(Data lines)
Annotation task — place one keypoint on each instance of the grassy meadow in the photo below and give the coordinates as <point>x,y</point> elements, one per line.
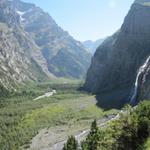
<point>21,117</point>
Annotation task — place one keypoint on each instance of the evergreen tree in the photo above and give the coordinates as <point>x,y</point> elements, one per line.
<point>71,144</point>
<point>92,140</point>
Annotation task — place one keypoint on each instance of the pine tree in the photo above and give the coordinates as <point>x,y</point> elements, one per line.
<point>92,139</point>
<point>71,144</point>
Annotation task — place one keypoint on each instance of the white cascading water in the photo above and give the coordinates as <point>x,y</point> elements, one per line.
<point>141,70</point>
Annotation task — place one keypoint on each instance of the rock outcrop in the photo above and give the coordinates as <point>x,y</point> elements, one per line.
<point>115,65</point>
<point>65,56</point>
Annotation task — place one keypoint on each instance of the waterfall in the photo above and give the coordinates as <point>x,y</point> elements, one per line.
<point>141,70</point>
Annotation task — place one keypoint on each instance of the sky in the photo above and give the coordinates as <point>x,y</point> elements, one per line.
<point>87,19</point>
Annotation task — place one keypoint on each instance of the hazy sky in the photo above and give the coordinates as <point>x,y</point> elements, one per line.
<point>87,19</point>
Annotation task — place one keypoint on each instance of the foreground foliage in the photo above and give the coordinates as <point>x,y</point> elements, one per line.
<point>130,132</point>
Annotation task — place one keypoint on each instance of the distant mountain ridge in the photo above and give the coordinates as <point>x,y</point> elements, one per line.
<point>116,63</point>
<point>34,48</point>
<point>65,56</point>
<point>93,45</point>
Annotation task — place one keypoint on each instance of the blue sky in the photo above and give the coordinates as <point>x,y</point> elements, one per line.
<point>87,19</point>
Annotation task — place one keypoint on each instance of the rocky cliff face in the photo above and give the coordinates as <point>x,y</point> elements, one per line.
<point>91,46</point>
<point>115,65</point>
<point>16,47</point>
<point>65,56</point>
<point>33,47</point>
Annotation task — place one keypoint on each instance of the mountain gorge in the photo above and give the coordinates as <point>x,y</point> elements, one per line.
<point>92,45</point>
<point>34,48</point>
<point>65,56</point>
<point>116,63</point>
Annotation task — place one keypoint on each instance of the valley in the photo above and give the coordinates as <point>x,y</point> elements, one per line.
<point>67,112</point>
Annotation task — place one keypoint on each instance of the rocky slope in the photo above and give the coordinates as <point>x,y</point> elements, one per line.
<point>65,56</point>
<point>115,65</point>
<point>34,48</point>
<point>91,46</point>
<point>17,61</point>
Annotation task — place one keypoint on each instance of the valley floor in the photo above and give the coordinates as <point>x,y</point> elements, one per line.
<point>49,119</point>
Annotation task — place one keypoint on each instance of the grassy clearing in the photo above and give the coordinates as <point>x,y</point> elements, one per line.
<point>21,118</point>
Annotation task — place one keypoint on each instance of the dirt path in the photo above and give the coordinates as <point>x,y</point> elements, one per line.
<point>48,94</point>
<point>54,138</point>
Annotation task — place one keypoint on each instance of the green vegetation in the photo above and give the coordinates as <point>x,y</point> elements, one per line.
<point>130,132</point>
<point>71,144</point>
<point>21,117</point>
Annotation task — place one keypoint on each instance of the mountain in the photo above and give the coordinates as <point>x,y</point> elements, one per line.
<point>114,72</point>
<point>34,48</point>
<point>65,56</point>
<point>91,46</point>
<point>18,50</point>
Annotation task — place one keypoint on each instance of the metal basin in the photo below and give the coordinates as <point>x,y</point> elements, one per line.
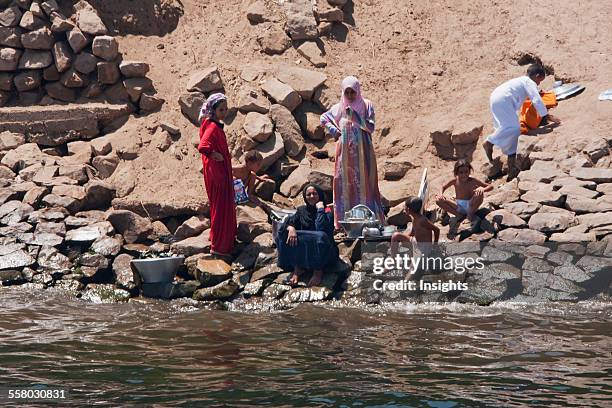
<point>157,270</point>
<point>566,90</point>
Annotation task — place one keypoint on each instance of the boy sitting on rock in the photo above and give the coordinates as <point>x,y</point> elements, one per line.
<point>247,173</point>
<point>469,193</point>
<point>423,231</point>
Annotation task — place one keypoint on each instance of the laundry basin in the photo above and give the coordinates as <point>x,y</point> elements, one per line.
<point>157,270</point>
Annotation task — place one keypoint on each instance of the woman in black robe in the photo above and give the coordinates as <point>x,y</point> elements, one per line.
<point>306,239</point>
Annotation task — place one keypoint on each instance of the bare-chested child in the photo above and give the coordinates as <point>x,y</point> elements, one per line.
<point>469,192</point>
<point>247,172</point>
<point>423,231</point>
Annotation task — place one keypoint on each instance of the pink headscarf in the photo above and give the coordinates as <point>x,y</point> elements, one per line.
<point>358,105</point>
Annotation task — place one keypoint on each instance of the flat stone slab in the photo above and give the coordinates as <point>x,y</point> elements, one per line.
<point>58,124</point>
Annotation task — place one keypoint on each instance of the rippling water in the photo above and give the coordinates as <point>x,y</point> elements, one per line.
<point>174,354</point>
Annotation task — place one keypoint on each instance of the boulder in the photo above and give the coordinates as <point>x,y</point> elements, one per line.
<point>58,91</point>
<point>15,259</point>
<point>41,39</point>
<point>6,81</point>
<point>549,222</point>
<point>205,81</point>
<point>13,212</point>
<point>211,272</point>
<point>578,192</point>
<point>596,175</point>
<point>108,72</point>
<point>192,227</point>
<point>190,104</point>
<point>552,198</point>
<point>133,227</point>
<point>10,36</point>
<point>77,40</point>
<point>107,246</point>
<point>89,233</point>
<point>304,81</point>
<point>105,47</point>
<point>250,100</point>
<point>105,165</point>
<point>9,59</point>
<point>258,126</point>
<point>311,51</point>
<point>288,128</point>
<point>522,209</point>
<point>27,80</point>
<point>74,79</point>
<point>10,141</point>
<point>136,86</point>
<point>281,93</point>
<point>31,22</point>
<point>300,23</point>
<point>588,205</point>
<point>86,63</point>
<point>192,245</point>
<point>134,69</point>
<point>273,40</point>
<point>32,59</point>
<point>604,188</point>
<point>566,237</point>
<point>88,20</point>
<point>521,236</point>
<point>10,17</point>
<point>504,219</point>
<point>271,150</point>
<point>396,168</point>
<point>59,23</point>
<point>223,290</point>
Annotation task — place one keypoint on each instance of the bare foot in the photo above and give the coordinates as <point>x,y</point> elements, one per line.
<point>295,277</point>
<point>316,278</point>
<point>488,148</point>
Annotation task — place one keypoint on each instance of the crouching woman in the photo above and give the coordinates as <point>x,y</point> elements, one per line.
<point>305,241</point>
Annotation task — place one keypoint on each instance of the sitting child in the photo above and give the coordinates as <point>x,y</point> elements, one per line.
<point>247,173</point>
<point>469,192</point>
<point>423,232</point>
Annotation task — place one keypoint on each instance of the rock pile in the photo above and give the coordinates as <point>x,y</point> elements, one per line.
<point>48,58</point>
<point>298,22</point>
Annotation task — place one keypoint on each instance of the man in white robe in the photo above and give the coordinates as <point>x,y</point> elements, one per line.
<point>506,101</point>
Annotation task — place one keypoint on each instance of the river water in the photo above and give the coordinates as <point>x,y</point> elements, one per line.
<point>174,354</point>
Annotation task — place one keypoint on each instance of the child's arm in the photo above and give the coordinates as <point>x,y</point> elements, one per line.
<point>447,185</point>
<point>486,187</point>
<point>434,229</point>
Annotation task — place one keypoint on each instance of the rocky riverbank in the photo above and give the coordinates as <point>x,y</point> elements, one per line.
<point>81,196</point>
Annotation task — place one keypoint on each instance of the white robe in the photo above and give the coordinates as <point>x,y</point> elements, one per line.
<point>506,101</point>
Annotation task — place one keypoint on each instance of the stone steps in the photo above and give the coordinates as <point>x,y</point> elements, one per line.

__PROMPT__:
Rewrite the stretch of records from the line containing "the white cascading" through the line containing "<point>93,45</point>", changing every "keypoint" to "marker" and leaving everything else unchanged.

__EXPECTED ANSWER__:
Annotation task — place one marker on each instance of the white cascading water in the photo above and give the coordinates as <point>x,y</point> elements, one per line.
<point>141,70</point>
Annotation task — place one marker on each instance of the rock outcrop in the photo above and give the coordinates as <point>x,y</point> elements, one per line.
<point>115,65</point>
<point>65,56</point>
Annotation task — place one marker on each instance of the waterfall in the photo above and give the coordinates as <point>x,y</point> elements, one per line.
<point>141,70</point>
Annotation task — place one marker on each instance of the sky in the photo above and give the coordinates as <point>x,y</point> elements, one per line.
<point>87,19</point>
Annotation task — place one marker on each instance of the hazy sky in the photo above and give the coordinates as <point>x,y</point> elements, one per line.
<point>87,19</point>
Annotation task — place one marker on each instance of the foreground foliage in the photo above and give the coordinates as <point>x,y</point> elements, one per line.
<point>130,132</point>
Annotation task — place one marker on each instance of the distant mountain ridge in the photo above and give the coordinates as <point>x,y</point> elements, one per line.
<point>116,63</point>
<point>34,48</point>
<point>65,56</point>
<point>93,45</point>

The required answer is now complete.